### [Text]
****************

Now, turning to facts of the case again, one Raja Ram who was working as clerk in the Institution, superannuated, accordingly, the post of clerk fell vacant. On 23.9.2006 the authorised controller working in the upgraded Institution namely Associate District Inspector of Schools, Muzaffar Nagar, proceeded to make appointment of one Vikas Pawar-respondent no. 6 on the post of clerk in the Institution after following the procedure prescribed under the Rules 1984. Such appointment was got approved from the Basic Shiksha Adhikari on 20.9.2006 as per the provisions of 1984 Rules which applied to the Junior High School only.
Vikas Pawar, so appointed made an application for his being attached elsewhere because of threat to his life and on that basis the Basic Shiksha Adhikari in pursuance to the letter of Regional Joint Director of Education, Meerut Region, Meerut dated 7.11.2007 passed an order on 30.11.2007 attaching Vikas Pawar to the office of Secretary, Zila Saksharata Samiti, Muzaffar Nagar. On 4.4.2008 an order was passed cancelling the attachment and asking Pawar to resume his duties in the Institution. Before any further action could be taken in pursuance to the cancellation of the attachment, the Chief Development Officer, Muzaffar Nagar intervened in the matter and passed an order that Vikas Pawar be attached with the Secretary, Zila Saksharata Samiti, Muzaffar Nagar until further orders. This order by the Chief Development Officer has been made with reference to the letter dated 30.1.1993 issued by the office of the Chief Secretary, Uttar Pradesh Government, Lucknow.
On record there is an order of the Secretary, Saksharata Samiti dated 5.6.2009 cancelling the attachment of Vikas Pawar and asking him to work in the Institution. There is nothing on record to indicate as to what action was taken in pursuance of that order. Pawar, however, is stated to have joined the Institution only on 30.4.2011.
What is surprising to note is the manner in which payment of salary has been made qua the period Pawar had actually not worked in the Institution. On 4.11.2010 a cheque for a sum of Rs. 73,392/- was issued in his favour and thereafter on 25.5.2011 another cheque of Rs. 3,40,471/- has been issued in favour of Vikas Pawar which was got encashed. These payments have been made against the post of clerk which has been sanctioned for the Institution in question.

****************

[Dataset entries]
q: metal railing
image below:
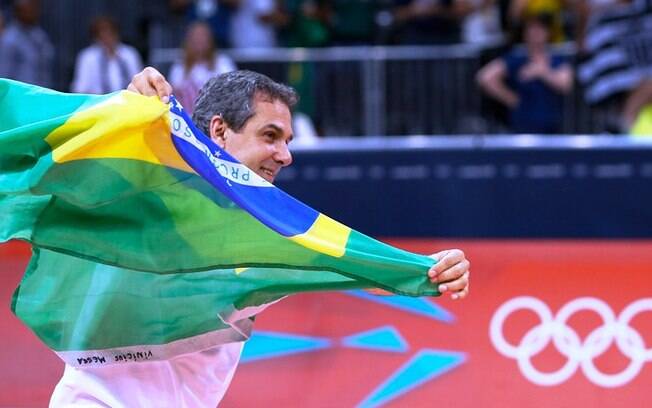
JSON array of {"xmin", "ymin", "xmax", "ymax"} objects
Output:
[{"xmin": 150, "ymin": 44, "xmax": 617, "ymax": 136}]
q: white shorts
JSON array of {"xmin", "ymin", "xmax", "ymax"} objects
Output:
[{"xmin": 50, "ymin": 342, "xmax": 244, "ymax": 408}]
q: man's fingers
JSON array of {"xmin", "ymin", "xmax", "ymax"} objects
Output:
[
  {"xmin": 451, "ymin": 285, "xmax": 469, "ymax": 300},
  {"xmin": 152, "ymin": 71, "xmax": 172, "ymax": 103},
  {"xmin": 428, "ymin": 249, "xmax": 465, "ymax": 278},
  {"xmin": 430, "ymin": 259, "xmax": 471, "ymax": 283},
  {"xmin": 127, "ymin": 67, "xmax": 172, "ymax": 103},
  {"xmin": 437, "ymin": 270, "xmax": 469, "ymax": 292}
]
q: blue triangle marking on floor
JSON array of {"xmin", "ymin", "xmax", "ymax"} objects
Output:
[
  {"xmin": 342, "ymin": 326, "xmax": 408, "ymax": 353},
  {"xmin": 358, "ymin": 349, "xmax": 466, "ymax": 408},
  {"xmin": 346, "ymin": 290, "xmax": 455, "ymax": 323},
  {"xmin": 240, "ymin": 331, "xmax": 332, "ymax": 363}
]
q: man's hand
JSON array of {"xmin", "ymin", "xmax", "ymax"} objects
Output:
[
  {"xmin": 127, "ymin": 67, "xmax": 172, "ymax": 103},
  {"xmin": 428, "ymin": 249, "xmax": 471, "ymax": 300}
]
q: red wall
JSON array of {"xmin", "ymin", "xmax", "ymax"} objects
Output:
[{"xmin": 0, "ymin": 240, "xmax": 652, "ymax": 407}]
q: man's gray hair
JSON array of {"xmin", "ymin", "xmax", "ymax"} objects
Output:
[{"xmin": 192, "ymin": 71, "xmax": 299, "ymax": 136}]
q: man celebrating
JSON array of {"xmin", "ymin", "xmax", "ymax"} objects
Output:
[{"xmin": 51, "ymin": 68, "xmax": 470, "ymax": 407}]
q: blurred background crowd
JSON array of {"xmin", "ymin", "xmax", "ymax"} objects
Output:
[{"xmin": 0, "ymin": 0, "xmax": 652, "ymax": 136}]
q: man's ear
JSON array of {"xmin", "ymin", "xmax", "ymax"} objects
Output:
[{"xmin": 208, "ymin": 115, "xmax": 228, "ymax": 149}]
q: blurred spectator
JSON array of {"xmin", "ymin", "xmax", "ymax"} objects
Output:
[
  {"xmin": 477, "ymin": 14, "xmax": 573, "ymax": 133},
  {"xmin": 329, "ymin": 0, "xmax": 379, "ymax": 45},
  {"xmin": 619, "ymin": 79, "xmax": 652, "ymax": 136},
  {"xmin": 462, "ymin": 0, "xmax": 504, "ymax": 45},
  {"xmin": 71, "ymin": 16, "xmax": 143, "ymax": 94},
  {"xmin": 282, "ymin": 0, "xmax": 330, "ymax": 47},
  {"xmin": 168, "ymin": 21, "xmax": 236, "ymax": 114},
  {"xmin": 509, "ymin": 0, "xmax": 572, "ymax": 43},
  {"xmin": 0, "ymin": 0, "xmax": 54, "ymax": 88},
  {"xmin": 187, "ymin": 0, "xmax": 240, "ymax": 47},
  {"xmin": 393, "ymin": 0, "xmax": 472, "ymax": 45},
  {"xmin": 230, "ymin": 0, "xmax": 286, "ymax": 48}
]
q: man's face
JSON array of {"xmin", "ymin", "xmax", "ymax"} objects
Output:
[{"xmin": 211, "ymin": 97, "xmax": 292, "ymax": 183}]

****************

### [Problem to work on]
Copy word for word the portion of the court text that begins with the words "Now, turning to" and stops after "High School only.".

### [Worked solution]
Now, turning to facts of the case again, one Raja Ram who was working as clerk in the Institution, superannuated, accordingly, the post of clerk fell vacant. On 23.9.2006 the authorised controller working in the upgraded Institution namely Associate District Inspector of Schools, Muzaffar Nagar, proceeded to make appointment of one Vikas Pawar-respondent no. 6 on the post of clerk in the Institution after following the procedure prescribed under the Rules 1984. Such appointment was got approved from the Basic Shiksha Adhikari on 20.9.2006 as per the provisions of 1984 Rules which applied to the Junior High School only.